[Data extracted from a collection]
****
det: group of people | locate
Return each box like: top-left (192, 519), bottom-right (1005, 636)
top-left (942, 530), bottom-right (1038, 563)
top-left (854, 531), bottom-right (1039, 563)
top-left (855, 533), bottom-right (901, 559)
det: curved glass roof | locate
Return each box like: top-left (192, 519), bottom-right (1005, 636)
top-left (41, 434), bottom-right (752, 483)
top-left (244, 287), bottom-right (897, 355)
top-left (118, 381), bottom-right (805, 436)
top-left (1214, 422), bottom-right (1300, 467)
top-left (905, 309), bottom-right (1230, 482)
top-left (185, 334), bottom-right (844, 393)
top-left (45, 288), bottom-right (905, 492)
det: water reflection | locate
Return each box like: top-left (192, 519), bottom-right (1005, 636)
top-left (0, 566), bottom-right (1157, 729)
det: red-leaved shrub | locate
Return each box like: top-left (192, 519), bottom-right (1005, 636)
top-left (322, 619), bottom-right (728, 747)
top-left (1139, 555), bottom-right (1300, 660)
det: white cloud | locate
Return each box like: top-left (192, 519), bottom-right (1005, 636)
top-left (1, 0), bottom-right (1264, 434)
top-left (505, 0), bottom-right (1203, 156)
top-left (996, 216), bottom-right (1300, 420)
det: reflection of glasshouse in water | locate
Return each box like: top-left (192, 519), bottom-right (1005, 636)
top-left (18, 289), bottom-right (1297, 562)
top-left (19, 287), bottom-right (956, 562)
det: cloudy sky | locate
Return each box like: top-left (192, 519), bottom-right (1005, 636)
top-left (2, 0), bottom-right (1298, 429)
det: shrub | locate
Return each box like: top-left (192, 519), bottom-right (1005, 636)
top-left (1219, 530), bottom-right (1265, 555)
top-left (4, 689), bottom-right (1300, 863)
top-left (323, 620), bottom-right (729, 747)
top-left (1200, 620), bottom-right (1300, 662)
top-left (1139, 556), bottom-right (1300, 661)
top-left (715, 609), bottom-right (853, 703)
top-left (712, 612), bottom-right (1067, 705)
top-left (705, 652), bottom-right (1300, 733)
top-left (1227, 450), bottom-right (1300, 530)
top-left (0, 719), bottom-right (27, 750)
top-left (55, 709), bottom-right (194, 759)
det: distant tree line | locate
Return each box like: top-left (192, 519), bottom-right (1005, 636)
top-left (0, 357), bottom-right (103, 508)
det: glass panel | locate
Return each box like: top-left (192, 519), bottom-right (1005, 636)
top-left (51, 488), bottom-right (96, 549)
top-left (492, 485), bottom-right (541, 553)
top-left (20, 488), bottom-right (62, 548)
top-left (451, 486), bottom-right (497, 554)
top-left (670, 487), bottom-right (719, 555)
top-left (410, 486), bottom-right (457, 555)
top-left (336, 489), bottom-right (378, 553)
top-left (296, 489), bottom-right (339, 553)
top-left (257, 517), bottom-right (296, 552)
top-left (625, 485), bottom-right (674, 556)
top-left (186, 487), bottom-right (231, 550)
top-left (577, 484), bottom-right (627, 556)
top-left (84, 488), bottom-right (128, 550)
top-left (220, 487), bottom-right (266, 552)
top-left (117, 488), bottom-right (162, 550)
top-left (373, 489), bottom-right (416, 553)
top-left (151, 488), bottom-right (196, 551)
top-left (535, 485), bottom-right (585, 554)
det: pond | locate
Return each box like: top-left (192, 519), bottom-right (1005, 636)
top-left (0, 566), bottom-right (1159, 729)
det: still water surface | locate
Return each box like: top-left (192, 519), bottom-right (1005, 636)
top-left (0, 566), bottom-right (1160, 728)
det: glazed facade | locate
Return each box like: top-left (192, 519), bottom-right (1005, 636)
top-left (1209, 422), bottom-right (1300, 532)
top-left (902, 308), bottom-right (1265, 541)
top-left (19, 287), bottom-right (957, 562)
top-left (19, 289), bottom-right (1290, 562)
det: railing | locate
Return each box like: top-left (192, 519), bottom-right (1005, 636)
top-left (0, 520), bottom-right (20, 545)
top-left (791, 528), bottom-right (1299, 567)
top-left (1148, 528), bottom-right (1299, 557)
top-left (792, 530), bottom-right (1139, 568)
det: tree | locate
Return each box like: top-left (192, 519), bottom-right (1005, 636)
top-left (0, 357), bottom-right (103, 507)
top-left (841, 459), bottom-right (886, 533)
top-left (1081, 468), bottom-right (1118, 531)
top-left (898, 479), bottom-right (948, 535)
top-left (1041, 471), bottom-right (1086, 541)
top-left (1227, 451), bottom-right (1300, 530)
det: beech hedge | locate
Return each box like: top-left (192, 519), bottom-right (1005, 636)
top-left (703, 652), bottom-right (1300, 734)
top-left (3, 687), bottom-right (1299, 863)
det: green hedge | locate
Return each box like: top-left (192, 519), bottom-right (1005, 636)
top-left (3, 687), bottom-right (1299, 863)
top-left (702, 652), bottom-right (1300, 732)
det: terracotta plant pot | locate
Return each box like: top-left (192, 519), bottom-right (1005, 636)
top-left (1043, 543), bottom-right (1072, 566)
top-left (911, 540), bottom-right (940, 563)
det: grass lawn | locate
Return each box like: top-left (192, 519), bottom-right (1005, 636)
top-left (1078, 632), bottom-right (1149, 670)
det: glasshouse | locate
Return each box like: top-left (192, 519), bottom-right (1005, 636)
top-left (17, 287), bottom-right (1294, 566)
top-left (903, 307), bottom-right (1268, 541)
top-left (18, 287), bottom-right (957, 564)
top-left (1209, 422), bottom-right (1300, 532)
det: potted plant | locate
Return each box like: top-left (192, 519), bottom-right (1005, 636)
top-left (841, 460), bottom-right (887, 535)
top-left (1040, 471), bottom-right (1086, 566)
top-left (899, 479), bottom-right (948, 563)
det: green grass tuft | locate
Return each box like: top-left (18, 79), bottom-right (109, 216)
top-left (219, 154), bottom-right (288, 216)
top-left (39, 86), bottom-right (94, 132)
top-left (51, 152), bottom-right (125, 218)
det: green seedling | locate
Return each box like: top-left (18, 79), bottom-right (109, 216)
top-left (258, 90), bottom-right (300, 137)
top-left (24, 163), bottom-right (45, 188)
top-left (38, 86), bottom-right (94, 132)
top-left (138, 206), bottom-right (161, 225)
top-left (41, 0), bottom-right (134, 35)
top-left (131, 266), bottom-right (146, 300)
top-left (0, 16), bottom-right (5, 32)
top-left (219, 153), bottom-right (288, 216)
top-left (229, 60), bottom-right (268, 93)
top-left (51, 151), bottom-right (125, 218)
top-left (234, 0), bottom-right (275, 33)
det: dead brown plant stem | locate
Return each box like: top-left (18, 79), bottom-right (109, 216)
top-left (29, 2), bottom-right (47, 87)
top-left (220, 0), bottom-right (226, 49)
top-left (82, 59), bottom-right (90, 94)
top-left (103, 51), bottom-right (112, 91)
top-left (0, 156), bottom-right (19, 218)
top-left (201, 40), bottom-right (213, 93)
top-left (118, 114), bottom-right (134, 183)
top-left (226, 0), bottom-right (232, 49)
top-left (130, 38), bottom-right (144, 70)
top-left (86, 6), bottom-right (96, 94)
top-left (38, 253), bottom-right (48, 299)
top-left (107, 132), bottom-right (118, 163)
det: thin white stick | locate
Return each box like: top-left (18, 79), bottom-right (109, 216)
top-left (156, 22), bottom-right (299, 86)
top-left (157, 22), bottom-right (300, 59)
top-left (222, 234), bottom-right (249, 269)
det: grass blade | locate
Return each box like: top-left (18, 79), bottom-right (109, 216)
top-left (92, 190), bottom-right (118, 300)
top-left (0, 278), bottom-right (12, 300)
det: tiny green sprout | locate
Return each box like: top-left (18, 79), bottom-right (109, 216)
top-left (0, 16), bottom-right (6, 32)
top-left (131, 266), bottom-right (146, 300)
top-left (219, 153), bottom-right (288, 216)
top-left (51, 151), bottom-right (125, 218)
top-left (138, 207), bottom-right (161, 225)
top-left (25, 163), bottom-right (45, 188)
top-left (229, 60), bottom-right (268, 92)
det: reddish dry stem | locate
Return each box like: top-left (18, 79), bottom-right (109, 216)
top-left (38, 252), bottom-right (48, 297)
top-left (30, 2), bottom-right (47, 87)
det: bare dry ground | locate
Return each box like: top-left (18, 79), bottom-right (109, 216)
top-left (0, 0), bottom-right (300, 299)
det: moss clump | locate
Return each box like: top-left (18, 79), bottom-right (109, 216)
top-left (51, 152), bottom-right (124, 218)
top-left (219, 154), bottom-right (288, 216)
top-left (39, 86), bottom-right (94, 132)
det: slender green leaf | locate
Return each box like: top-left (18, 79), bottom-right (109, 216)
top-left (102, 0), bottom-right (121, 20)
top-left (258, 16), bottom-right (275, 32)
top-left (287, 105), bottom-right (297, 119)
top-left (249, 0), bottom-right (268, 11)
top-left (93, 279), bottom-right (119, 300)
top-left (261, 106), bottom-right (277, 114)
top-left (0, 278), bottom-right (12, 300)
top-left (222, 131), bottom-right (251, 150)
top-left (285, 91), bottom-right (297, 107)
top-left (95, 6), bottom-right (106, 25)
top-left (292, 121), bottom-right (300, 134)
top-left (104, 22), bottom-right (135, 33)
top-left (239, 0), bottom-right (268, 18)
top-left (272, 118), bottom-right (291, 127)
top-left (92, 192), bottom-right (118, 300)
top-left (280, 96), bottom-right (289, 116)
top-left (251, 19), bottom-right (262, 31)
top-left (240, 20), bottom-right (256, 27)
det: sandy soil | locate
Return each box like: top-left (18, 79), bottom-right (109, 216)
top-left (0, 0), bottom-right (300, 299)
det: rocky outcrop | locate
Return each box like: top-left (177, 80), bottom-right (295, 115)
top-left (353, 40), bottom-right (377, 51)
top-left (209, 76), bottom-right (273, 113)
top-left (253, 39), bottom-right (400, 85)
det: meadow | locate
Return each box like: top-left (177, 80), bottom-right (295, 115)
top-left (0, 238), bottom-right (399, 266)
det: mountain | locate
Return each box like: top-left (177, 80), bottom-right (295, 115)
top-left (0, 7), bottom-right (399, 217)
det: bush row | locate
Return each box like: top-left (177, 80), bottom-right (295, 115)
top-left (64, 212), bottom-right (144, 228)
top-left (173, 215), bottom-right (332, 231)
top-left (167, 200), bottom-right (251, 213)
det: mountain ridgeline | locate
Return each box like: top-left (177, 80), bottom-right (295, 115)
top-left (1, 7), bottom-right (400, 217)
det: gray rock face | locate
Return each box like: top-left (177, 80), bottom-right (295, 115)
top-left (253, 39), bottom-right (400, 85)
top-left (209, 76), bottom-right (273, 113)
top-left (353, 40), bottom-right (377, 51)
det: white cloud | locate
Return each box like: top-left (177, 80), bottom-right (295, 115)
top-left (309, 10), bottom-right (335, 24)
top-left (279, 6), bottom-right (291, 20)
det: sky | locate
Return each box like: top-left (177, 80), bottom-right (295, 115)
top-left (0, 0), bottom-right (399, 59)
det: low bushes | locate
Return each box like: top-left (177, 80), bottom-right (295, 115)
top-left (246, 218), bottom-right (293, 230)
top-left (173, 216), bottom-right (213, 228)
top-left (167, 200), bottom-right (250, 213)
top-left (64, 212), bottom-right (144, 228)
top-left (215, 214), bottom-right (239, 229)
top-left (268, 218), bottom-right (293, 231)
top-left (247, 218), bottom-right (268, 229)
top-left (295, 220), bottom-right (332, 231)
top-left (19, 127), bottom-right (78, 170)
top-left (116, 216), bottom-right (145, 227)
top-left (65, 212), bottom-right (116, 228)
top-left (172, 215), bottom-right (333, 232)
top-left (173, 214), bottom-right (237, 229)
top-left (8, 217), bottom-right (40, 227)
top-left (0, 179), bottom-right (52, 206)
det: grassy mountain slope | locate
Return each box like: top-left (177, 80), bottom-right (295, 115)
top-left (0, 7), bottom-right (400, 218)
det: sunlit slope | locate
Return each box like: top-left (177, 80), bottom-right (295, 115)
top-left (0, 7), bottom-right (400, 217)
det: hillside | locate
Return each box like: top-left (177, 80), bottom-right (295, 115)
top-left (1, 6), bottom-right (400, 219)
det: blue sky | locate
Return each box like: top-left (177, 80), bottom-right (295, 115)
****
◆ Task requirements
Transcribe only, please, the lines from the first line of the records through the line with "det: curved glass roof | locate". Both of those lines are included.

◆ Task response
det: group of people | locate
Return each box like: top-left (192, 519), bottom-right (1005, 636)
top-left (942, 530), bottom-right (1038, 563)
top-left (854, 531), bottom-right (1039, 563)
top-left (855, 533), bottom-right (901, 559)
det: curved glass roof | locate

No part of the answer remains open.